■ Required task
Reproduce the entries below, swapping "floodlight pole" for "stadium light tower" and leaving everything else unchanged.

■ Stored rows

•••••

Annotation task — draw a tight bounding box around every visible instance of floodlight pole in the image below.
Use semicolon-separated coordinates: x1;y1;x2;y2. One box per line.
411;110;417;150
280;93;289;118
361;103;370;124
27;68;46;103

•••••

■ Response to the task
Annotation task — draw a tight bounding box around every visible instance of stadium light tower in the image below.
Use semicolon-separated coordinates: x1;y1;x2;y2. One box per line.
411;110;417;150
280;93;289;118
361;103;370;124
27;68;46;103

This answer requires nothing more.